>> Begin Given information
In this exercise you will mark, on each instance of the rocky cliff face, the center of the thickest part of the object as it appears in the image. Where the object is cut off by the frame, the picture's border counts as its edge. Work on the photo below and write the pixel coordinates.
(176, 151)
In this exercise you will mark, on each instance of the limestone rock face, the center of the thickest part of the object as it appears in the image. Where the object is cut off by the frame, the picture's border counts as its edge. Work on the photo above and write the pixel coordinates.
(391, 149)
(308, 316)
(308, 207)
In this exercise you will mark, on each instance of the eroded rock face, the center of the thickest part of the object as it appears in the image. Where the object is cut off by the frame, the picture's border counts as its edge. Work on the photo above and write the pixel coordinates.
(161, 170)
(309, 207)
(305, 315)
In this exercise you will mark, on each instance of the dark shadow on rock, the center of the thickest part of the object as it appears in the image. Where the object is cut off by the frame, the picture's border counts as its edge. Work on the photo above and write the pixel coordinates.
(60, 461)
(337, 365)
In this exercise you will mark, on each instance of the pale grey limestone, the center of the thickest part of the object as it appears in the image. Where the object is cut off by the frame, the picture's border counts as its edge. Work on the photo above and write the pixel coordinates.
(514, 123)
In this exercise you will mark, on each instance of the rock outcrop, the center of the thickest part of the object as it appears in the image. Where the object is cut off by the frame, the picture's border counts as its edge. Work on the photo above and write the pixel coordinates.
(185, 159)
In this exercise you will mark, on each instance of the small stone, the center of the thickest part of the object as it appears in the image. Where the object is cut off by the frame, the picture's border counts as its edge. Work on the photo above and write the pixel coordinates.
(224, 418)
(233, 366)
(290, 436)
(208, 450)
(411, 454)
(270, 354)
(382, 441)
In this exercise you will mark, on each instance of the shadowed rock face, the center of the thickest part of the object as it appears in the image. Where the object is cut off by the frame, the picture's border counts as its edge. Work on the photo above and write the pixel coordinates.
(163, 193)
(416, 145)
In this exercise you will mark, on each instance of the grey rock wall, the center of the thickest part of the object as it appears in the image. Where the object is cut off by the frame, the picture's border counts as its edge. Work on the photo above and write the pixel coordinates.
>> End Given information
◆ Short task
Return, word for word, the lines of the material above, starting at the line that contains "of the pale" and ending at the final line of the material, with both of those lines included.

◆ Answer to the exercise
In this exercise you will mark, on each instance of the pale grey limestone, the center of the thickest part of the object as it appears in the image. Where the object is cut off by the frame, the picture's border counts as its edge. Work on the photo above and write the pixel coordinates.
(514, 123)
In this exercise you will mark, on each instance of the rock outcrop, the center of the thickest part of the object as it appears in the image. Where the object is cut off by the frame, the picture's border counts as its edge. Work on the photo above and write the pixel coordinates.
(185, 159)
In this exercise you will mark, on each instance of the small stone, the center of the thickest part of the object as it appears in the image. Where the object is cut off by the frame, the picture's border counts as its edge. Work on the photo above and write the pixel coordinates.
(224, 418)
(233, 366)
(290, 436)
(208, 450)
(411, 454)
(270, 354)
(382, 441)
In this exercise you will mark, on each instance of the shadowed rock face, the center of the thickest part of the object as it appears in the image. Where the object is cut off by the frame, the picture's border counts as its edge. Work on the photo above and write the pixel coordinates.
(163, 193)
(416, 145)
In this exercise you will mark, on each instance of the grey rock wall, the center of the thickest part of the object as it appears in the image. Where the object is cut off by the frame, the picture's border counts as its edge. Work on the photo above and write the pixel coordinates.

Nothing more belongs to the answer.